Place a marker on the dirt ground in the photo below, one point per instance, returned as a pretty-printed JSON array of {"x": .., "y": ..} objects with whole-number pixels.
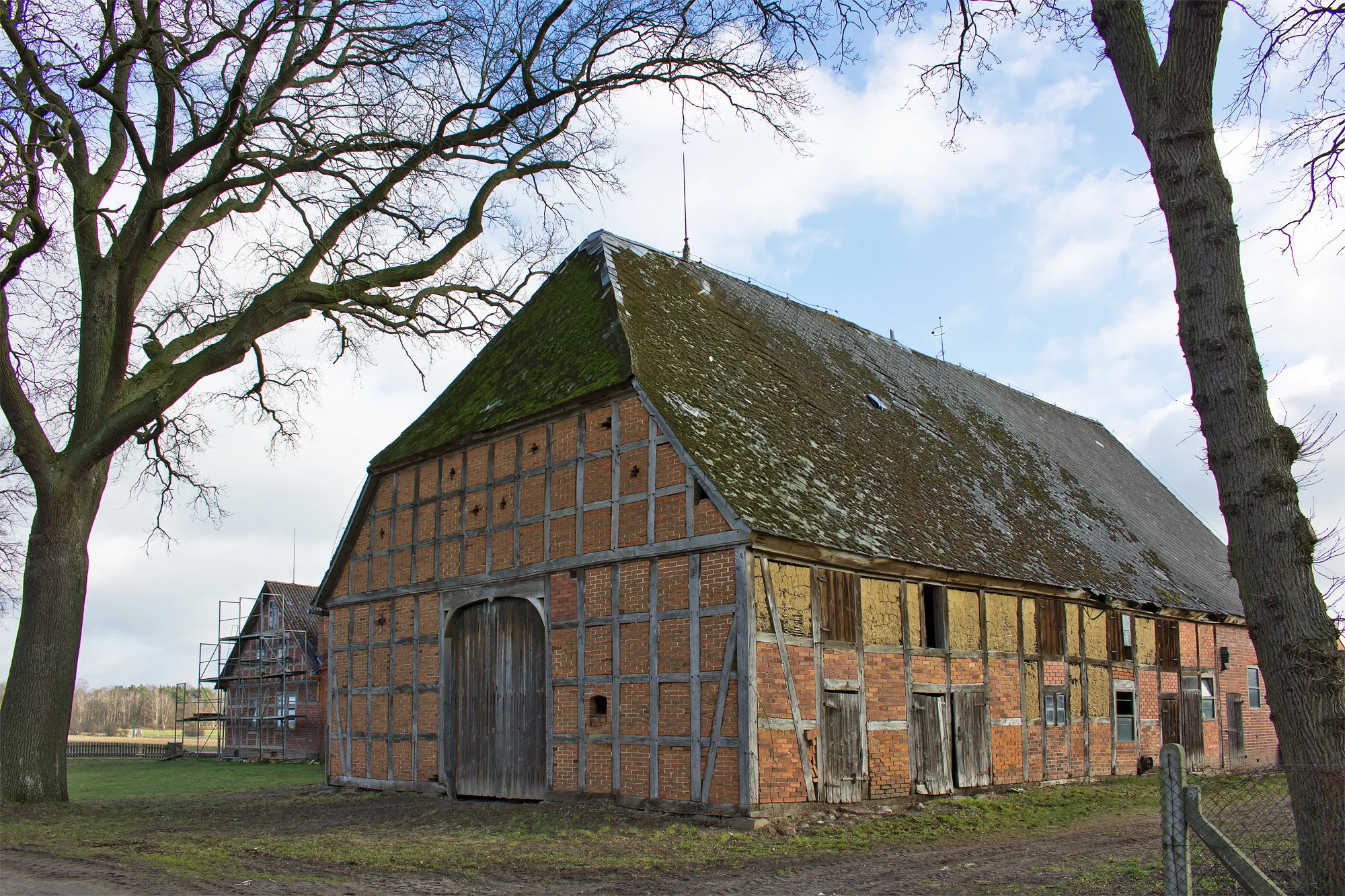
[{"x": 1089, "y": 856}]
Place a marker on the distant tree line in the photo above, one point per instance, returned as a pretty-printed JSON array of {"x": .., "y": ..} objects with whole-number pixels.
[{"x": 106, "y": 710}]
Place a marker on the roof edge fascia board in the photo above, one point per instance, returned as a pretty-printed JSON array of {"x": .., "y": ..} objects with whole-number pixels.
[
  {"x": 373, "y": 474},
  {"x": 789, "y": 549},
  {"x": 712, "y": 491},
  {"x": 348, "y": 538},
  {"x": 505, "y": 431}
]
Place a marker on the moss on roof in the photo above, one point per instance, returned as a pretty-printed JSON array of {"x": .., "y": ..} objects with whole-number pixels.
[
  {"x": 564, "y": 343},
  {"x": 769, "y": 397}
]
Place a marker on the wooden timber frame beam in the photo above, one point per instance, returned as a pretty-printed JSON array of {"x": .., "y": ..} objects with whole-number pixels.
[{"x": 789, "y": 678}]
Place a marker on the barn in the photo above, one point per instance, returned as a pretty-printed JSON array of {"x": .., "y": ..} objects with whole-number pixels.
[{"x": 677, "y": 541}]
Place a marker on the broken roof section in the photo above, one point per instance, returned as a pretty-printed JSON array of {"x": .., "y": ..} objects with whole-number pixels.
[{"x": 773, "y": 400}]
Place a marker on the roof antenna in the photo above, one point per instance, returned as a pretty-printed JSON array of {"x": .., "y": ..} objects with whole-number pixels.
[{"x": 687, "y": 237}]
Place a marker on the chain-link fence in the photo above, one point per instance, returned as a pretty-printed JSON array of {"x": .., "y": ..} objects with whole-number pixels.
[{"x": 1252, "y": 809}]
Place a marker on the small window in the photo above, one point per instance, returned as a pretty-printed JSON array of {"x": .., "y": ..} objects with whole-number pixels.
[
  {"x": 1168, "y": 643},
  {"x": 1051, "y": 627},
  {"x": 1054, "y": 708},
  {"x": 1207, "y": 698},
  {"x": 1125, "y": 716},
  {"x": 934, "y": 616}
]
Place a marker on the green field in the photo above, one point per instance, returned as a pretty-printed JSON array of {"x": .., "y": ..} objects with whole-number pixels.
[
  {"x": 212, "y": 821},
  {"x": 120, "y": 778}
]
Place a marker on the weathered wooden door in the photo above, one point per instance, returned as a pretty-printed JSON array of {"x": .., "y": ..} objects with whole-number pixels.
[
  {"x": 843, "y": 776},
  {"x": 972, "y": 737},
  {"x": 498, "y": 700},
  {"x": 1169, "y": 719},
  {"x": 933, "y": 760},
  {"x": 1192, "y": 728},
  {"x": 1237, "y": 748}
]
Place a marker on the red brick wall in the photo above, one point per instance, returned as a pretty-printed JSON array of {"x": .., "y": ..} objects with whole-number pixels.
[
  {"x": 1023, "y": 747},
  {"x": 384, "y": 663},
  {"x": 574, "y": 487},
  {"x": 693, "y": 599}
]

*DESCRIPTION OF THE TASK*:
The listing is to be repeated word for word, with all pictures omitted.

*RESULT*:
Place a marker on the dirt ground in the photo below, one point per instance, returned as a pretty-printed JSON array of {"x": .., "y": ..} objects with whole-number pixels.
[{"x": 1089, "y": 856}]
Place a marker on the distant tree line in the photo above, one point per instance, returned as a pretty-printed JSON array of {"x": .., "y": ..} objects with whole-number pixels.
[{"x": 106, "y": 710}]
Place a marker on the roof edge fascia board in the photo above, one point per instance, returned as a pretty-printed JSON array of {"x": .., "y": ..} objects with whole-number pixels.
[
  {"x": 373, "y": 474},
  {"x": 789, "y": 549},
  {"x": 712, "y": 491},
  {"x": 348, "y": 538},
  {"x": 505, "y": 431}
]
Place a marker on the moss on roof in the photo above, one point per instance, returned as a pretty-printed JSON array of {"x": .., "y": ..} objects with whole-number pixels.
[
  {"x": 564, "y": 343},
  {"x": 769, "y": 397}
]
Place a marker on the wooden timber frame beam in the photo above, one point per instance, returned as a pretty-printed JSON array of {"x": .., "y": ..} objects with whole-number pixels.
[{"x": 789, "y": 678}]
Place a marker on the barn in the photo above, one point per instance, returned as a pretty-printed JSON array of {"x": .., "y": ..} objects with whole-number pixels.
[{"x": 677, "y": 541}]
Place a marker on the broken roof section in the photo above, one point per instance, returned as a pretty-printed JSON array of {"x": .., "y": ..} objects with whole-number pixels.
[{"x": 773, "y": 400}]
Place a marker on the roof antenna in the photo above, one point per instance, returned as a pretty-printed JSON array of {"x": .., "y": ..} objects with whole-number pixels.
[{"x": 687, "y": 237}]
Place a marker on the chain-link fence in the photo above, one point per instance, returned as a pretty-printed JSON array of {"x": .., "y": ..} objects with whole-number pixels.
[{"x": 1252, "y": 809}]
Place a marker on the small window in the photo above, one point per instance, returned as a pretty-printed JSON array of {"x": .., "y": ..} objects with whole-number pixels.
[
  {"x": 1168, "y": 643},
  {"x": 1051, "y": 627},
  {"x": 1054, "y": 708},
  {"x": 1207, "y": 698},
  {"x": 1125, "y": 716},
  {"x": 934, "y": 616}
]
Place a marker on the green field in the photo above, one point per instance, returned as a pretty-printed JSON array of {"x": .., "y": ..} objects with whole-number pixels.
[
  {"x": 212, "y": 821},
  {"x": 120, "y": 778}
]
Place a marker on the weathered wooden door in the photo above, one point per instance, returned as a pretty-printed JSON array of {"x": .., "y": ..} objects with whole-number pixels.
[
  {"x": 843, "y": 776},
  {"x": 972, "y": 737},
  {"x": 498, "y": 700},
  {"x": 1169, "y": 719},
  {"x": 933, "y": 760},
  {"x": 1192, "y": 728},
  {"x": 1237, "y": 748}
]
Place a marker on the red brick wall in the photo above, one point per instance, returned as a pretty-printed JSON array of {"x": .., "y": ..} objects with whole-number pixels.
[
  {"x": 1023, "y": 747},
  {"x": 384, "y": 663},
  {"x": 574, "y": 487},
  {"x": 693, "y": 599}
]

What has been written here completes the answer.